Input:

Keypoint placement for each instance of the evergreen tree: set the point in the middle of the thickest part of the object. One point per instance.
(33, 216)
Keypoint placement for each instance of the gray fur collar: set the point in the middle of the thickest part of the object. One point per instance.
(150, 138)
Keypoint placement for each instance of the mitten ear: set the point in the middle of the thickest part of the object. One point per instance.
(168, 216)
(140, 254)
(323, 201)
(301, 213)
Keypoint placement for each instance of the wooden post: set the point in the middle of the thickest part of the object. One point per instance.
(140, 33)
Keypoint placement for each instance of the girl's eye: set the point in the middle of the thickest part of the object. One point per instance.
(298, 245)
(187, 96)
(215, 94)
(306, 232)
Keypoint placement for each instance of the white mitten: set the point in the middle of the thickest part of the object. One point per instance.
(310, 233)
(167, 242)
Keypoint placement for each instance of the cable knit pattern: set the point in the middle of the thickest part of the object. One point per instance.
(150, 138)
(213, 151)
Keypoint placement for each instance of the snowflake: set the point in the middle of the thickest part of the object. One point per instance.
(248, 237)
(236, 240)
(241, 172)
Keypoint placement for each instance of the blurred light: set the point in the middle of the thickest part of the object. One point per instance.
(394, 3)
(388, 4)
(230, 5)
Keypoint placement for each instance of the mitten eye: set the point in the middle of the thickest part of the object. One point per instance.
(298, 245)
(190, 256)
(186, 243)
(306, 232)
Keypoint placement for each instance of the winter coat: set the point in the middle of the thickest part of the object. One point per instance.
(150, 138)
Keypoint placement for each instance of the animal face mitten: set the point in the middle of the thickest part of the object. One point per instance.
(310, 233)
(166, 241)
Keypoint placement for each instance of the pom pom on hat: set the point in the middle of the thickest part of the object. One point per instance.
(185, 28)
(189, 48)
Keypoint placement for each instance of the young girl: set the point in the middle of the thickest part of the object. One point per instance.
---
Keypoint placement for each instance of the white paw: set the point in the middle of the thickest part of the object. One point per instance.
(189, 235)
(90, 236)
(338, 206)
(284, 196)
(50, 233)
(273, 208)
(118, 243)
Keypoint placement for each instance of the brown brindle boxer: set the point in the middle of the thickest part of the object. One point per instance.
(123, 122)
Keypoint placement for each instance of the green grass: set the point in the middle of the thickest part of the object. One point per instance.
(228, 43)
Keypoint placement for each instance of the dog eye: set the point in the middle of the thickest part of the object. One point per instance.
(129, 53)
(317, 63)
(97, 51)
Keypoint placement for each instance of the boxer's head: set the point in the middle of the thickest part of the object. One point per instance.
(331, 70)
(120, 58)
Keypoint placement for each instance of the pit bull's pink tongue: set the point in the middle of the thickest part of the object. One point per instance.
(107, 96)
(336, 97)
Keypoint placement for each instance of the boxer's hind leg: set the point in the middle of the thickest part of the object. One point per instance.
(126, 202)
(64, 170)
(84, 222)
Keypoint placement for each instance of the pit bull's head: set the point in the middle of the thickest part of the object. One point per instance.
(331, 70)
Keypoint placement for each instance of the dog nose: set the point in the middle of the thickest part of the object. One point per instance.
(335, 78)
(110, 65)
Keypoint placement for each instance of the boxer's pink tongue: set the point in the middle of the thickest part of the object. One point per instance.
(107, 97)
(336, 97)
* * *
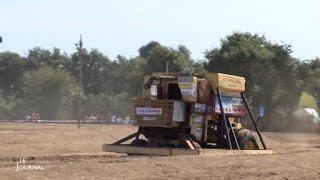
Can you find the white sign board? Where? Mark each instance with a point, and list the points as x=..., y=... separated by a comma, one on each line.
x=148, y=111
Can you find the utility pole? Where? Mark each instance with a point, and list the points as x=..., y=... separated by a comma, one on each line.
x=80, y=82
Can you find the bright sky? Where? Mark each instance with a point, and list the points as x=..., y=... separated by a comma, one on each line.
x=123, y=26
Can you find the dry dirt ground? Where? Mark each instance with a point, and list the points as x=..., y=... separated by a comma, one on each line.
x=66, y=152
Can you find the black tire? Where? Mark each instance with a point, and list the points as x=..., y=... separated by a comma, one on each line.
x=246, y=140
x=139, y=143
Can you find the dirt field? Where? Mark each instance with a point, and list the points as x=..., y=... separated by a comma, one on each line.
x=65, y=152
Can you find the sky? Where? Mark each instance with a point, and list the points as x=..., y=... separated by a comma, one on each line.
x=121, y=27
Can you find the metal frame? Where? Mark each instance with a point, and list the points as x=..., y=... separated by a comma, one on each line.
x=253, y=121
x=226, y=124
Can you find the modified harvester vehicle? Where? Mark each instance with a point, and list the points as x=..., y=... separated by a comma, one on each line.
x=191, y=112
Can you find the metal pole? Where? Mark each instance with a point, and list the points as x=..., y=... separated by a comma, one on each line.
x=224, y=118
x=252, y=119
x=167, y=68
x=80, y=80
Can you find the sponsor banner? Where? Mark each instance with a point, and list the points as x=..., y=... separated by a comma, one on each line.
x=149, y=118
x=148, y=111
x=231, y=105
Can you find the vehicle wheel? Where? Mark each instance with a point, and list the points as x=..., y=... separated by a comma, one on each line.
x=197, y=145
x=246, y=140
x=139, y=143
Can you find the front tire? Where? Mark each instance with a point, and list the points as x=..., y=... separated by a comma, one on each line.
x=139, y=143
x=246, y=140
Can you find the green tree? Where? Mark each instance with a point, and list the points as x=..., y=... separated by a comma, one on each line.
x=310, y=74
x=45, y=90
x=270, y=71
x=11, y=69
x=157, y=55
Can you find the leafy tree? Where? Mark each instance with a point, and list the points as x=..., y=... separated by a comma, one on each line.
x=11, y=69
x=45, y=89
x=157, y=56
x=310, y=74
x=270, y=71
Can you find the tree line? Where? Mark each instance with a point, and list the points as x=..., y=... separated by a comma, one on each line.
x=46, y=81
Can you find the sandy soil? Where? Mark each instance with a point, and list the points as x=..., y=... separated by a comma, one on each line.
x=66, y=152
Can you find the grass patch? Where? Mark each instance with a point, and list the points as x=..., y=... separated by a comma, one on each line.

What this task involves:
Reproduce the listing lines verbatim from the line containing "Can you find the sandy" to the line containing "Can you find the grass", inclusive.

Correct output:
Can you find the sandy soil? Where? Mark each instance with a point, and list the points as x=..., y=... separated by a comma, one on each line.
x=66, y=152
Can you find the grass patch? Where? Mark each instance with a point, and list the points as x=..., y=... separated by a comma, one on each line.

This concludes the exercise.